### WHAT TO DO
Print the rows below exactly as they appear, starting with the first row and going on through the row containing "column 615, row 166", both included.

Entries taken from a collection
- - - - - - -

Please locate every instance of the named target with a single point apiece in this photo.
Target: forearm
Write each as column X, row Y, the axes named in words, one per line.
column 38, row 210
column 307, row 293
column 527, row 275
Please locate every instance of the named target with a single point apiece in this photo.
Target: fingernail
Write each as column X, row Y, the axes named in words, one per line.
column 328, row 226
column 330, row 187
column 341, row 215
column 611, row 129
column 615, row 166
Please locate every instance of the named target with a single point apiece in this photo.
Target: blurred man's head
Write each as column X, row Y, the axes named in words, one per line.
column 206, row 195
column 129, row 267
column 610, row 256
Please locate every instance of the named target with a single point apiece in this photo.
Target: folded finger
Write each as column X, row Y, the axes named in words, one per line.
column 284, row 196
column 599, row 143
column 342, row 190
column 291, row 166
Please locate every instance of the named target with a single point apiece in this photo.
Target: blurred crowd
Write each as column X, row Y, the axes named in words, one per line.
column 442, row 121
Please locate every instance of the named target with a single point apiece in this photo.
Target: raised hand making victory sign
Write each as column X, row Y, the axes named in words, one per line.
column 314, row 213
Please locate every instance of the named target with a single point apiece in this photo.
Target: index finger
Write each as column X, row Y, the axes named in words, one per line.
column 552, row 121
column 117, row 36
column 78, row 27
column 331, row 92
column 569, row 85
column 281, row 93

- - - - - - -

### COMPLETED EXERCISE
Please locate every instance of the named target with a single point apiece in this photo.
Target: forearm
Write each as column X, row Y, the axes named in words, one per line.
column 38, row 210
column 307, row 293
column 527, row 275
Please locate every instance of the named target with a single point apiece in this photo.
Target: fingernail
Write each as column X, row Y, the axes named in words, one per line.
column 328, row 226
column 330, row 187
column 341, row 215
column 611, row 129
column 615, row 166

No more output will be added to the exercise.